[Start of Attachment]

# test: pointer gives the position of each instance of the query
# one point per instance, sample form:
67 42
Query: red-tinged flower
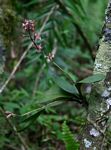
28 25
37 36
38 47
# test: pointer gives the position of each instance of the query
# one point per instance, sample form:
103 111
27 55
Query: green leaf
65 85
53 93
93 78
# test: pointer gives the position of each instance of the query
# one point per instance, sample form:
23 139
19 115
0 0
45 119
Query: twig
14 129
24 54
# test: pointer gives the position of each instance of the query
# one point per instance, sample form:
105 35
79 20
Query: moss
103 57
8 24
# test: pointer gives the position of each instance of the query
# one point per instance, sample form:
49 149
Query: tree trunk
97 130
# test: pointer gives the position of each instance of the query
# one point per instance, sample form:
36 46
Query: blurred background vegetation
40 88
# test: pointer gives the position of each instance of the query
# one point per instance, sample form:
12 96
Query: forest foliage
46 99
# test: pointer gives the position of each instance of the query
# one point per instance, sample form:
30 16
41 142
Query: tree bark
97 131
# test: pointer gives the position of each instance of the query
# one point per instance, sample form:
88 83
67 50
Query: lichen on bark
99 111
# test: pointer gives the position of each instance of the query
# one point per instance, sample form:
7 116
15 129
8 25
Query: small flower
38 47
28 25
108 101
37 36
106 93
87 143
50 57
9 114
94 132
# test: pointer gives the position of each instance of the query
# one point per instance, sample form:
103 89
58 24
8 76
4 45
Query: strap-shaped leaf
93 78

[End of Attachment]

# Work instruction:
Every record must be set down again exactly; pictures do not belong in the copy.

# Solution for this exercise:
# test: pointer gives the position of each instance of the query
# one point per instance, sample form:
67 42
Query: red-tinged flower
28 25
37 36
38 47
# test: pointer gives the position of each instance of the query
# one point per instance, sample form:
103 111
27 55
Query: green leaf
65 85
53 93
93 78
# test: pointer gives the position of each instance of the query
# one point per instance, sample form:
23 139
19 115
0 0
45 119
Query: twig
14 129
24 54
# test: pointer gives the position of each instance of the query
# one point per instance, sample form:
105 35
79 20
Query: moss
103 57
8 24
# test: pointer gives the position of each instance of the query
# one point per instance, sample form:
49 149
Query: tree trunk
97 130
# test: pointer gives the position of each instance of the query
# one point per instance, sample form:
36 46
Query: blurred background vegetation
40 88
# test: pointer gives the position of each instance of the query
# one point per instance, sample form:
12 96
Query: forest foliage
46 99
# test: pointer gives the position of each instance of the query
# one point per instance, sample form:
30 16
41 142
Query: tree bark
97 131
# test: pointer gives the position of each instance of the query
# one point per instance, sample form:
88 83
67 50
Query: lichen on bark
99 111
# test: pointer gives the position of each instance of the query
# one point per instance, sample form:
7 116
15 129
8 25
Query: small flower
38 47
28 25
108 101
37 36
106 93
87 143
50 57
9 114
94 132
# test: pointer gives the position of each instance of the query
# one point per instance, sample form:
103 89
58 24
8 76
4 45
Query: strap-shaped leaf
93 78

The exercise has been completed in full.